____ Source document
The Bank will hold any funds associated with your Platform Account in an account separate from any account used for WePay's corporate funds. WePay will not and cannot use your funds for our corporate purposes (including the granting of any security or similar interest), will not voluntarily make funds available to our creditors in the event of bankruptcy or for any other purpose, and will not knowingly permit our creditors to attach the funds. You will not receive interest or any other earnings on any funds that the Bank holds for you. As consideration for using the Service, you irrevocably assign to us or the Bank all rights and legal interests to any interest and/or other earnings or benefits that may accrue or are attributable to the Bank holding your funds in a pooled account.
If your Account is negative for an extended period of time (as defined by WePay in its sole discretion), the Bank may close your Account, and we may pursue legal action or other collection efforts.
By accepting this Agreement, you agree and consent to receive electronically all communications, agreements, documents, notices and disclosures (collectively, “Communications”) that we provide in connection with your Platform Account. We will provide these Communications to you by emailing them to you at the primary email address listed in your Platform Account, by texting them to you at the primary telephone number listed in your Platform Account, by emailing or texting you a link or instructions how to access them on a website, or by posting them on the WePay Partner Center. We may also provide certain Communications (such as federal and state tax statements) by U.S. mail to the street address listed in your Platform Account. Communications are considered received by you within 24 hours of the time they are emailed to you, posted to the WePay Partner Center, or mailed to you. You further agree that your electronic signature has the same effect as your manual, physical signature.
Due to the nature of WePay services, you will not be able to use the Development Materials without agreeing to electronic delivery of Communications. You may choose to withdraw your consent to receive Communications electronically by terminating your Platform Account.
________
____ Supplied material
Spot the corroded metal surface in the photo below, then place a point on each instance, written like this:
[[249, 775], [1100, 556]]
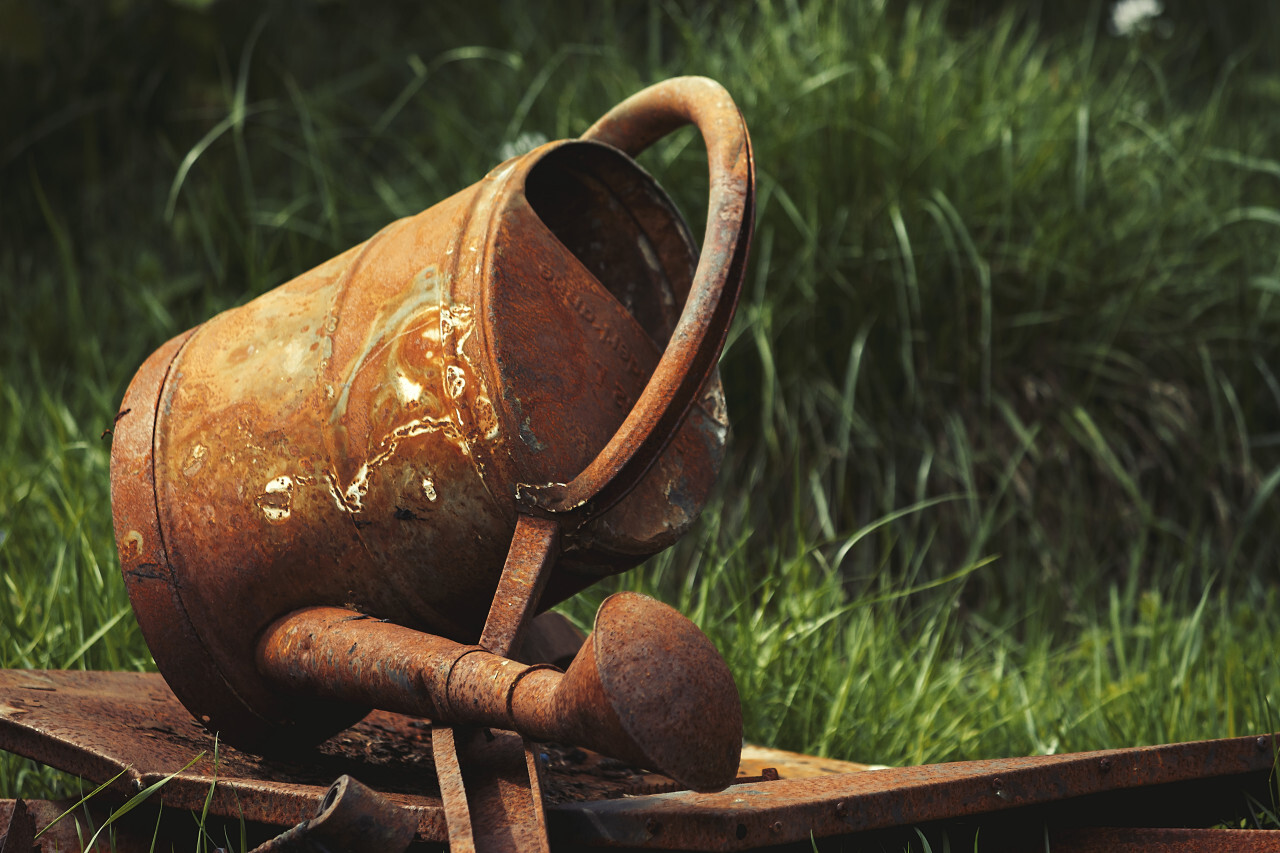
________
[Work to do] Carry on the WePay account agreement past its last sentence, keeping the same legal voice.

[Response]
It is your responsibility to keep your primary email and street address up to date. You understand and agree that if WePay sends you a Communication but you do not receive it because your primary email or street address on file is incorrect, out of date, blocked by your service provider, or you are otherwise unable to receive electronic Communications, WePay will be deemed to have provided the Communication to you.
If electronic Communications sent to you by WePay are returned, then WePay may close your Platform Account, and you will not be able to provide the Service to your users until we receive a valid, functioning primary email address from you.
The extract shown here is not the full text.